━━━ Page text ━━━
Welcon International Ltd Directors Report.

Dear Shareholders,

Your Directors have pleasure in presenting their 24th Annual Report on the business and operations together with the Audited Statement of Accounts of the Company for the year ended 31st March, 2019.

1. FINANCIAL RESULTS:

The Financial results are briefly indicated below:

(Amount in Rs.)

Description Year ended 31.03.2019 Year ended 31.03.2018
Total Income 17,23,51,045 9,15,27,026
Total Expenditure 17,09,86,483 8,05,91,881
Profit/(Loss) before Taxation 13,64,562 1,09,35,145
Profit/ (Loss) after Taxation 10,01,151 79,49,250

2. REVIEW OF OPERATION:

During the financial year ended 31st March, 2019, the Company has recorded revenue of Rs. 1723.51 lakhs. The Company has earned profit of Rs 10.01lakhs during the year under review as compared to profit of Rs.79.49 lakhs- in the previous financial year. The Board of Directors are exploring various business opportunities for its future Development.
━━━
## What you need to do
1. Write out the part of the directors' report that begins at the words "2. REVIEW OF" and stops after the words "its future Development.".
2. Rewrite the records from the line that has "row: striped awning" through the last line of the records, replacing "ring rule" with "fill rule" and keeping everything else the same.
━━━ Dataset records ━━━
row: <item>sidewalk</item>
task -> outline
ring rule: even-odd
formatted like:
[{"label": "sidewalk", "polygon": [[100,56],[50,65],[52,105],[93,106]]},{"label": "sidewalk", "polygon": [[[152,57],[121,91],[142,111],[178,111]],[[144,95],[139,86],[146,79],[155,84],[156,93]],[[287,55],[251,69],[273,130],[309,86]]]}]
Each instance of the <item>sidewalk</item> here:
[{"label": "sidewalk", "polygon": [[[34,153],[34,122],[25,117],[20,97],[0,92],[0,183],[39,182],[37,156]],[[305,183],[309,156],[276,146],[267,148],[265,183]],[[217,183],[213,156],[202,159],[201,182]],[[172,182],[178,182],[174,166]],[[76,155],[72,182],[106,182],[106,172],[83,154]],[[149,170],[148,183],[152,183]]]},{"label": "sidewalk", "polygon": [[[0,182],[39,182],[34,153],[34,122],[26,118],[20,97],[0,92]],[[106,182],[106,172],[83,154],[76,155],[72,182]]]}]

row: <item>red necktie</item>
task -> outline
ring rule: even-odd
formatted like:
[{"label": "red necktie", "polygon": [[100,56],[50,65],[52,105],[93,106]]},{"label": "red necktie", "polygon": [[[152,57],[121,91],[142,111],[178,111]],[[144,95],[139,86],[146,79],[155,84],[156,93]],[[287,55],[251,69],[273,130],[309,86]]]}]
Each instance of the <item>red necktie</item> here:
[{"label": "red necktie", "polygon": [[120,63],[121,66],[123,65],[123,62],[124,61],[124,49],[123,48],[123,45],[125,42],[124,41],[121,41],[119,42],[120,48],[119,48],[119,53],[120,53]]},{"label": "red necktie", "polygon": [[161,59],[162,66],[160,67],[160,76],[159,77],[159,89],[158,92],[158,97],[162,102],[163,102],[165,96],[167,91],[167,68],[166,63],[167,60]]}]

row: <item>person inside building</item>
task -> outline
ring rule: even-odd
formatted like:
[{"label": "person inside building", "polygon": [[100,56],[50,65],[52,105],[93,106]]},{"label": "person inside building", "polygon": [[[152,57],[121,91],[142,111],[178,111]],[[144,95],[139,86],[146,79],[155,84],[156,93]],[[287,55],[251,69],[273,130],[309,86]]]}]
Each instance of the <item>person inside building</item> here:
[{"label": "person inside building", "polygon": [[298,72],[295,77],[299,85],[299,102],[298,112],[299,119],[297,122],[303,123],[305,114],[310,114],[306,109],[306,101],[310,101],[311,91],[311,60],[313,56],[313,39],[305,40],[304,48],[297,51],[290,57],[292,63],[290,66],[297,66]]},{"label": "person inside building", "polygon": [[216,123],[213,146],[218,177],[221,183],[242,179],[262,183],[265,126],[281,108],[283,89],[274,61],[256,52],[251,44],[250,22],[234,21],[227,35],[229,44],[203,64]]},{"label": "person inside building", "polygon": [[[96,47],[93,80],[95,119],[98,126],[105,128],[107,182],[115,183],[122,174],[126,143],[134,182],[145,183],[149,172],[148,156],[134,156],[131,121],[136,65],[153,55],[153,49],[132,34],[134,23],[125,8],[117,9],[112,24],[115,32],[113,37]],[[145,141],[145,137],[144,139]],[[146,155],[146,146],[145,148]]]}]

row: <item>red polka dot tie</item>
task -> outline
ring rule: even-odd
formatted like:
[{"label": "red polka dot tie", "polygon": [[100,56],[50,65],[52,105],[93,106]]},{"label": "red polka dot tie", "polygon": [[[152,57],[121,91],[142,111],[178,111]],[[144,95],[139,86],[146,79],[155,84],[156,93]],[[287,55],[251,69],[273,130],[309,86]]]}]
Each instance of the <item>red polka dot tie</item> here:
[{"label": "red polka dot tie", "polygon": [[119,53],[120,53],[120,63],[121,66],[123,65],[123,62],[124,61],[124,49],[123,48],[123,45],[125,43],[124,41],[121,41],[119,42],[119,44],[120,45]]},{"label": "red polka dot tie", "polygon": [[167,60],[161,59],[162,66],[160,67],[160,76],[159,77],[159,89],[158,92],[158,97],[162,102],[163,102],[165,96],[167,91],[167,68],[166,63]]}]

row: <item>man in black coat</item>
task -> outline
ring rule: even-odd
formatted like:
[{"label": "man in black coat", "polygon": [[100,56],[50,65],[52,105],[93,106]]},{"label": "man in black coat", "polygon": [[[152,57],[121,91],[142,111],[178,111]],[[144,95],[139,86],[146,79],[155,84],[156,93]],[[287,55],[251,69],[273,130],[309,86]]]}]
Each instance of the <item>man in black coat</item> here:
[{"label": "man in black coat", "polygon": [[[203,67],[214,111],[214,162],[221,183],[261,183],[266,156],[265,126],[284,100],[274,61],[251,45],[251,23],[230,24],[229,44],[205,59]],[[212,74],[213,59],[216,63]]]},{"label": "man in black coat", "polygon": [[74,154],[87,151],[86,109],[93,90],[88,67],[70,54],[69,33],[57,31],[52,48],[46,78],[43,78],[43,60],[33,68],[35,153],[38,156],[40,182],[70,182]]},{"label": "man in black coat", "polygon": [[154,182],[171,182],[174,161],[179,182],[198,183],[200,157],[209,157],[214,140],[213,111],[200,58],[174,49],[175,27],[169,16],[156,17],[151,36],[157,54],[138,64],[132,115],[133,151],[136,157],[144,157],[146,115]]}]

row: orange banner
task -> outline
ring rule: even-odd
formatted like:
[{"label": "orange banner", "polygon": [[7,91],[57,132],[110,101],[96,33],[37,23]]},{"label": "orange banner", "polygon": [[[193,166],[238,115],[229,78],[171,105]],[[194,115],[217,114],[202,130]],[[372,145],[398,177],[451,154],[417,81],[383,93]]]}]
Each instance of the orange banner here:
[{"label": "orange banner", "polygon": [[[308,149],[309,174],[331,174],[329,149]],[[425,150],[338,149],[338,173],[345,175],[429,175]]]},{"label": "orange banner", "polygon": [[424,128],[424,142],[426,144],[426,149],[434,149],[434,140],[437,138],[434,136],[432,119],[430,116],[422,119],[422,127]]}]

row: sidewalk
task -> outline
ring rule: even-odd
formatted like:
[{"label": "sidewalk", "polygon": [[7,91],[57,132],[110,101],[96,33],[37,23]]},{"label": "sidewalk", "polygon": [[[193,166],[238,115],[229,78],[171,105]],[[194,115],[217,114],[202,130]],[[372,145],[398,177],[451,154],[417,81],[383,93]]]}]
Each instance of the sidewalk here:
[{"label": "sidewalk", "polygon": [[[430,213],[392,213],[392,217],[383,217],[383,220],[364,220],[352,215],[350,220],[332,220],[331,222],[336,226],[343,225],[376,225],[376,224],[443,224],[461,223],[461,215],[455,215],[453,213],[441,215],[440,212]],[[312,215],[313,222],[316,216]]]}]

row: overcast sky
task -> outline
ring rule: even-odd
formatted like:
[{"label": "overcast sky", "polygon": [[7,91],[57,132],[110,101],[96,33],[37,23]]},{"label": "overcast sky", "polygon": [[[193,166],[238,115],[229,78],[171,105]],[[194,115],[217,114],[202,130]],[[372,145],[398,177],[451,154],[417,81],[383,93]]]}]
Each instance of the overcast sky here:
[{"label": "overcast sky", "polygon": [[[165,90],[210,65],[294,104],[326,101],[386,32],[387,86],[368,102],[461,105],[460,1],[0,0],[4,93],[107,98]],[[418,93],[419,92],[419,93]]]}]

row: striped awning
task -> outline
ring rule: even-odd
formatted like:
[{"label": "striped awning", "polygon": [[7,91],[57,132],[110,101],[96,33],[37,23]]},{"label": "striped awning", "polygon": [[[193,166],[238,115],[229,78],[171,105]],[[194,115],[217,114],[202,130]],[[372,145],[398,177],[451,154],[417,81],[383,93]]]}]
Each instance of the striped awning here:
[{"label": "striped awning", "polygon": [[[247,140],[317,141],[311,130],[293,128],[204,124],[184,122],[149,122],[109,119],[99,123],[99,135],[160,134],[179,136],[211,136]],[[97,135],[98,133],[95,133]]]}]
━━━
## Full solutions
1.
2. REVIEW OF OPERATION:

During the financial year ended 31st March, 2019, the Company has recorded revenue of Rs. 1723.51 lakhs. The Company has earned profit of Rs 10.01lakhs during the year under review as compared to profit of Rs.79.49 lakhs- in the previous financial year. The Board of Directors are exploring various business opportunities for its future Development.

2.
row: striped awning
task -> outline
fill rule: even-odd
formatted like:
[{"label": "striped awning", "polygon": [[7,91],[57,132],[110,101],[96,33],[37,23]]},{"label": "striped awning", "polygon": [[[193,166],[238,115],[229,78],[171,105]],[[194,115],[217,114],[202,130]],[[372,145],[398,177],[451,154],[417,81],[383,93]]]}]
Each instance of the striped awning here:
[{"label": "striped awning", "polygon": [[[247,140],[317,141],[311,130],[293,128],[204,124],[184,122],[149,122],[109,119],[99,123],[99,135],[160,134],[179,136],[211,136]],[[97,135],[98,133],[95,133]]]}]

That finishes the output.